# [EXERCISE OBJECTIVE]
From the listing below, copy only the lines running from the line that contains "[locate] bench leg" to the line that contains "[locate] stone wall", both included.

# [DATA FOR ANALYSIS]
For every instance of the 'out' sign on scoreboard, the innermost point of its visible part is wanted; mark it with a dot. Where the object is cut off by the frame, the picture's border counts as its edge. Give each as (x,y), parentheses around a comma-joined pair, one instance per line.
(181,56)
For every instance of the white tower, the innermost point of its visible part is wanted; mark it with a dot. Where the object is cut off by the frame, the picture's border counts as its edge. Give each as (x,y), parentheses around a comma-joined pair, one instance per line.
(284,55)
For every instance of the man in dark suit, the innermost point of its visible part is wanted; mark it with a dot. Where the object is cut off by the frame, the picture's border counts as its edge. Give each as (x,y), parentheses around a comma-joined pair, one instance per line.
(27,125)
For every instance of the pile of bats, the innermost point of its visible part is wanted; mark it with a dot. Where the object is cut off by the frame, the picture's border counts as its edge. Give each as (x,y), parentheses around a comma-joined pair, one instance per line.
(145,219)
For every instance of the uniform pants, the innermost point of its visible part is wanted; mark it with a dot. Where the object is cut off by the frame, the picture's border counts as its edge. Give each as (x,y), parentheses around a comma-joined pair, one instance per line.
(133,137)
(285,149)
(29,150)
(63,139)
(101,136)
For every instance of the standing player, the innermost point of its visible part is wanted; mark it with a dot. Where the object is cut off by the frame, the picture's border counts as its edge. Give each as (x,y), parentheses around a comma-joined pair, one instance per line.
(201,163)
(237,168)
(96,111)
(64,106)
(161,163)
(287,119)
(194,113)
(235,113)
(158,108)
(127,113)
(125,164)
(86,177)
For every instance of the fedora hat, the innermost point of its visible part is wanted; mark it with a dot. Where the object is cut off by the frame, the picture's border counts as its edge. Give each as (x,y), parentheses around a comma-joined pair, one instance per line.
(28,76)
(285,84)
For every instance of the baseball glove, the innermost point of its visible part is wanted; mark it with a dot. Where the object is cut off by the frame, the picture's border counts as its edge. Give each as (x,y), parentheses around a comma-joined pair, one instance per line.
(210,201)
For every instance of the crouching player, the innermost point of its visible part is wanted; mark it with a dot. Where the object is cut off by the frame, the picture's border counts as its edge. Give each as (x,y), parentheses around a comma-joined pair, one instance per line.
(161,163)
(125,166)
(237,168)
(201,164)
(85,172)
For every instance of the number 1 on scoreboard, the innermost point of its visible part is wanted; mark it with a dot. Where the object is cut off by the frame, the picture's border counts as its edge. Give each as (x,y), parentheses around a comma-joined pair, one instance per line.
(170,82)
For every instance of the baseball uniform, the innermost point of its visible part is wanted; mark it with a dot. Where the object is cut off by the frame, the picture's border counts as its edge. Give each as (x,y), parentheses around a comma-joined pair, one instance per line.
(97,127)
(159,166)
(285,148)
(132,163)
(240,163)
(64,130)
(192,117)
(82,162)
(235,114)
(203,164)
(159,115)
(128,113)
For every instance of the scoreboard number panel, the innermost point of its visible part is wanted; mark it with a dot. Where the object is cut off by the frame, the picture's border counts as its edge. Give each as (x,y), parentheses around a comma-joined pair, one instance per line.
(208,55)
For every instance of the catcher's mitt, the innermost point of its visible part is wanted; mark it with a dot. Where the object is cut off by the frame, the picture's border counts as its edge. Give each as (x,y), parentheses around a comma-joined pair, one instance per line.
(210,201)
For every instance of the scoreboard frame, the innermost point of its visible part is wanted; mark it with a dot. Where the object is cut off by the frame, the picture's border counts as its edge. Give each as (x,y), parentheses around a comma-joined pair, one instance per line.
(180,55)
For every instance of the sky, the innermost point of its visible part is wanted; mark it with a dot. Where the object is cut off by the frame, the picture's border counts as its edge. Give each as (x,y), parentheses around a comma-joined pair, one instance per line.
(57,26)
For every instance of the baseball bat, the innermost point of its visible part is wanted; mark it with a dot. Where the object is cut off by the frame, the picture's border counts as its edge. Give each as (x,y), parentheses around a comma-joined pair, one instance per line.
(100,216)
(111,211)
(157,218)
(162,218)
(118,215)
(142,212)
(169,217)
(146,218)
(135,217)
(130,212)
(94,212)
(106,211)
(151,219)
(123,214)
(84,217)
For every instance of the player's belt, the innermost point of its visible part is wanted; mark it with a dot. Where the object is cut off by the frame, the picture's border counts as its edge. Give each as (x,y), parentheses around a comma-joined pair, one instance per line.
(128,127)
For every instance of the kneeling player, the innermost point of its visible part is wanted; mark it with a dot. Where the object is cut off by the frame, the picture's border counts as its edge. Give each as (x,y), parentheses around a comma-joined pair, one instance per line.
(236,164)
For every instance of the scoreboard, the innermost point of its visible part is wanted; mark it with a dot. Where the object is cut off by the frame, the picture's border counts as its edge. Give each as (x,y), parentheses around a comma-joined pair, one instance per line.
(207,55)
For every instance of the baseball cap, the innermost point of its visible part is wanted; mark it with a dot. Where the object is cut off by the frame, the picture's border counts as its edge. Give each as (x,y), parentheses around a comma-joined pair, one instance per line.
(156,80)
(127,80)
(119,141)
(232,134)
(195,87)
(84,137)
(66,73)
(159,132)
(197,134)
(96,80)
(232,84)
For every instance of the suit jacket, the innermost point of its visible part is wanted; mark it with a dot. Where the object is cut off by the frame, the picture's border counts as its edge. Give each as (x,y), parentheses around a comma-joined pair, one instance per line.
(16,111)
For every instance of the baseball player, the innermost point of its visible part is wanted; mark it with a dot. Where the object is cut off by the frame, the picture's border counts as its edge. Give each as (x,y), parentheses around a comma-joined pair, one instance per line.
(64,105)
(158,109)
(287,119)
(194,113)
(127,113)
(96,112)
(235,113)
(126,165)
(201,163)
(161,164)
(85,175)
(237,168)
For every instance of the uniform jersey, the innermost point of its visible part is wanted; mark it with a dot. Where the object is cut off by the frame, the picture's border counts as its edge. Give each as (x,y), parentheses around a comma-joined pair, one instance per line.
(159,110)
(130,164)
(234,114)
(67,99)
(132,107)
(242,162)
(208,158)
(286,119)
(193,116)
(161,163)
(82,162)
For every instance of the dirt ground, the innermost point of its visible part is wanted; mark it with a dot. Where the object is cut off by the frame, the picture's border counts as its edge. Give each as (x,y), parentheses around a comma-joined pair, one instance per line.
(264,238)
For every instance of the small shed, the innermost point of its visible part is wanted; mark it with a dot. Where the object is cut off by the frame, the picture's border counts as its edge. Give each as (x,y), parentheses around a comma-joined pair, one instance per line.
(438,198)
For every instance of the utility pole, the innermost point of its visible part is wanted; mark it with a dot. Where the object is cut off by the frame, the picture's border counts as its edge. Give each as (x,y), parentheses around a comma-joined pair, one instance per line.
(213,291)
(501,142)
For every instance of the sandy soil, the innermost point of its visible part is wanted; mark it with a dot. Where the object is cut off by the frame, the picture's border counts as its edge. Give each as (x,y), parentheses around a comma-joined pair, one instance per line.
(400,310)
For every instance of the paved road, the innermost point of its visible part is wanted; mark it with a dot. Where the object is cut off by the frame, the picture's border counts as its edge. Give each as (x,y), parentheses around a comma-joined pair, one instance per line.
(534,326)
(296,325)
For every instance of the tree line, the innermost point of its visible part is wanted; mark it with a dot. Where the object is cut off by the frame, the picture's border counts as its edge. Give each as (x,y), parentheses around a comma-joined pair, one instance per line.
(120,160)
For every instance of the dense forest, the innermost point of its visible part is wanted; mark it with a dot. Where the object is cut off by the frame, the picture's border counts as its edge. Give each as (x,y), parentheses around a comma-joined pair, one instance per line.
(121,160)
==
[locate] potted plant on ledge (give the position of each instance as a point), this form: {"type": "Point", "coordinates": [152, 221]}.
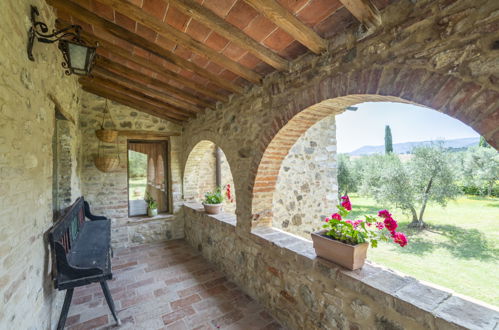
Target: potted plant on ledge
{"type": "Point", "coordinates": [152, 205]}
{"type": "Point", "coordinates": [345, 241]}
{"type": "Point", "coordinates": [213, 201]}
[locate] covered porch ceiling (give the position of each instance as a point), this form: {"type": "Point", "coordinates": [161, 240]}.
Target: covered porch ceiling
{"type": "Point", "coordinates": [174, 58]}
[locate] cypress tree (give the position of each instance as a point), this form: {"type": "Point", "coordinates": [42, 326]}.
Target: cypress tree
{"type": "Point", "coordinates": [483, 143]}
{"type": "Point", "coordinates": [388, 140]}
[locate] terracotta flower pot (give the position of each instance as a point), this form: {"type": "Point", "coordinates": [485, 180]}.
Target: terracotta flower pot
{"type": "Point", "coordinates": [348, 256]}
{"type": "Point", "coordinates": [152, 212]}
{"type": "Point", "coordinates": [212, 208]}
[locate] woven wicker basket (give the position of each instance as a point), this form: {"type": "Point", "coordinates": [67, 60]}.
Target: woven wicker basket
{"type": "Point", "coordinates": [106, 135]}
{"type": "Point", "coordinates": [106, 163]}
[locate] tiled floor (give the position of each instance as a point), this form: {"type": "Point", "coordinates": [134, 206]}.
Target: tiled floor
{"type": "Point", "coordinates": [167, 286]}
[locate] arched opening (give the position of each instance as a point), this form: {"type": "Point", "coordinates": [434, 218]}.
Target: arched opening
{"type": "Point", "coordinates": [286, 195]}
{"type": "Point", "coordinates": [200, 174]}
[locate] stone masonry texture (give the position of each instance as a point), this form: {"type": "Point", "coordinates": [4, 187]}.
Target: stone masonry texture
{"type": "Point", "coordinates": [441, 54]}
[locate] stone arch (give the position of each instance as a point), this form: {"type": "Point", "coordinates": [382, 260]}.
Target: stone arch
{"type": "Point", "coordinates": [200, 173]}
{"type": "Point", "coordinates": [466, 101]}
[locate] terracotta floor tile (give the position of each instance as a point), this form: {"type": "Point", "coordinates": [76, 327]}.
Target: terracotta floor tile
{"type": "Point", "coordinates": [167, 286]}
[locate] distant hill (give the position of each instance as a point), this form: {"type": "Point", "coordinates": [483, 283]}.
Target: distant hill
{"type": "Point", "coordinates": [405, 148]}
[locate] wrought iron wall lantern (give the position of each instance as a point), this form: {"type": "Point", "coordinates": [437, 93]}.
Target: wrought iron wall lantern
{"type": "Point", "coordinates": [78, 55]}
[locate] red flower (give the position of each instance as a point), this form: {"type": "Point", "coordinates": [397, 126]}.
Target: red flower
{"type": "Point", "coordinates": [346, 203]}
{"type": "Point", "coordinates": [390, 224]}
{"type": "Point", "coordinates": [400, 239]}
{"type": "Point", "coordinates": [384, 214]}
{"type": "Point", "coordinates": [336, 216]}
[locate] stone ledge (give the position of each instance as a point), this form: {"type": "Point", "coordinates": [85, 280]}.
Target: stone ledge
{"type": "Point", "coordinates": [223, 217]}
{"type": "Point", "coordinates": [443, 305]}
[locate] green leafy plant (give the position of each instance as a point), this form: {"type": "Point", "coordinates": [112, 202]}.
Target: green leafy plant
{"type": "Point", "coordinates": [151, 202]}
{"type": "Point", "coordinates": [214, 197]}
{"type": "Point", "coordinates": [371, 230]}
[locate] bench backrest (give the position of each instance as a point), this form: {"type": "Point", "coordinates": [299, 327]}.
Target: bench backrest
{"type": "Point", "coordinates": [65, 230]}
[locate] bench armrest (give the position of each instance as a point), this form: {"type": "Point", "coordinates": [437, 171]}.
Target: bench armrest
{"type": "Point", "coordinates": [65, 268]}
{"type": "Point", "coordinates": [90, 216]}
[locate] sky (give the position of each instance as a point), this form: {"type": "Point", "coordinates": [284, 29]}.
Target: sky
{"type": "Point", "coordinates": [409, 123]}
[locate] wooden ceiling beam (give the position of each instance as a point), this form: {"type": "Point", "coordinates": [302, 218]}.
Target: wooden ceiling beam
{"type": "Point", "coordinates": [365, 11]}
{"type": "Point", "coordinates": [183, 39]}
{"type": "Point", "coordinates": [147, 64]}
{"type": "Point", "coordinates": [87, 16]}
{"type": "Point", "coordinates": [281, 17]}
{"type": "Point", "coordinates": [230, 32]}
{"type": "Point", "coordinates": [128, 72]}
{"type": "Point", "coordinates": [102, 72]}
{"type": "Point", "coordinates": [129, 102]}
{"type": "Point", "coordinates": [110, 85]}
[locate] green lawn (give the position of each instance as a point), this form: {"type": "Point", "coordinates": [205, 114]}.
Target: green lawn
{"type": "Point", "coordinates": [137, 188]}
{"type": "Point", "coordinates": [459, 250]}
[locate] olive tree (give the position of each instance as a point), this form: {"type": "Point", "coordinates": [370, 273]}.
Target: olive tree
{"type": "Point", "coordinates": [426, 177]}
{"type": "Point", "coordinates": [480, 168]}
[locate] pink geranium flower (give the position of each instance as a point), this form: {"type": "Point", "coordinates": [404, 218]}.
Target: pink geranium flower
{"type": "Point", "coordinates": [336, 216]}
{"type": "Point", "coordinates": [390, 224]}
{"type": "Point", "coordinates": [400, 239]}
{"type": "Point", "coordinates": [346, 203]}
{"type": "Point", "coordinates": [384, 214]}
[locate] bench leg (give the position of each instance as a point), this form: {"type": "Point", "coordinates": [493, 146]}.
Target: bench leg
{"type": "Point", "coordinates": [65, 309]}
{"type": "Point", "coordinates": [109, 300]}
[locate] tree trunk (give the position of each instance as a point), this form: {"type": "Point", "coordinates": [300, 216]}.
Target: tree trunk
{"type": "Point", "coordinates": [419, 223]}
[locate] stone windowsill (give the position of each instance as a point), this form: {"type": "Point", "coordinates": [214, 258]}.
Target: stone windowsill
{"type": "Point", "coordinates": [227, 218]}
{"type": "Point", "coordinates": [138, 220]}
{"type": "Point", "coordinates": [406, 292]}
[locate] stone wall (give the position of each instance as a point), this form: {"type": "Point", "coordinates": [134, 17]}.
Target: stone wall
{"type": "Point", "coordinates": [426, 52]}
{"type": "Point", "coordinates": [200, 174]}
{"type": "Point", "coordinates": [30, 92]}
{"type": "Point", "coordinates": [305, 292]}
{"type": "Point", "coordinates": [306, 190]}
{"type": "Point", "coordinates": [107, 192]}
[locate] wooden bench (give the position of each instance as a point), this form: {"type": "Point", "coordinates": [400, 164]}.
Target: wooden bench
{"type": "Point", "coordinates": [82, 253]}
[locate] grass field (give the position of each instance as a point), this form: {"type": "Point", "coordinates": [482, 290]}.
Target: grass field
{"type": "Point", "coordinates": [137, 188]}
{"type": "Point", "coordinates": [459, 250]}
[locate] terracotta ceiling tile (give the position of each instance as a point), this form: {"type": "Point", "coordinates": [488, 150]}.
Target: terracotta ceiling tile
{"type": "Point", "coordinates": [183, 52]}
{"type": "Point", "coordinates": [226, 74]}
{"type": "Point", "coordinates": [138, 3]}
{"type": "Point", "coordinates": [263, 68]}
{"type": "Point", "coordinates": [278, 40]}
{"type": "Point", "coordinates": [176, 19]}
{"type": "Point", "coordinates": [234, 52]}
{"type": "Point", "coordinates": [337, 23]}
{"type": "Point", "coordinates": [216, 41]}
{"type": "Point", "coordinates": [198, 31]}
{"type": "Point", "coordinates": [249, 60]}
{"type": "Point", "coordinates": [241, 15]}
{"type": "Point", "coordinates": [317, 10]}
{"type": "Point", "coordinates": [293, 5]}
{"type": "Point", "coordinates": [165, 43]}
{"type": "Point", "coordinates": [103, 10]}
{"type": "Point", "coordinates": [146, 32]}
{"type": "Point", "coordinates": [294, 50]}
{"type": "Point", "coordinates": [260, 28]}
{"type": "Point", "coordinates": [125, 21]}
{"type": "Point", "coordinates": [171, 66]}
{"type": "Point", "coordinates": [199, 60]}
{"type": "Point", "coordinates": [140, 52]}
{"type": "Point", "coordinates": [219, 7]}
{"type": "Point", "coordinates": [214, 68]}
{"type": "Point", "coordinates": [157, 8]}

# [RESPONSE]
[locate] bench leg (give the position of each instance as a point), this form: {"type": "Point", "coordinates": [493, 146]}.
Target: bench leg
{"type": "Point", "coordinates": [65, 309]}
{"type": "Point", "coordinates": [109, 300]}
[locate] tree trunk (give the position of each instance as a point), this form: {"type": "Point", "coordinates": [300, 216]}.
Target: tree trunk
{"type": "Point", "coordinates": [419, 223]}
[locate] stone windowsill (give the position of each instance as a point), this form: {"type": "Point", "coordinates": [214, 258]}.
Target: stone windowsill
{"type": "Point", "coordinates": [227, 218]}
{"type": "Point", "coordinates": [138, 220]}
{"type": "Point", "coordinates": [406, 292]}
[locate] stone wall (give the position of each instance as a point), this form: {"type": "Point", "coordinates": [134, 17]}.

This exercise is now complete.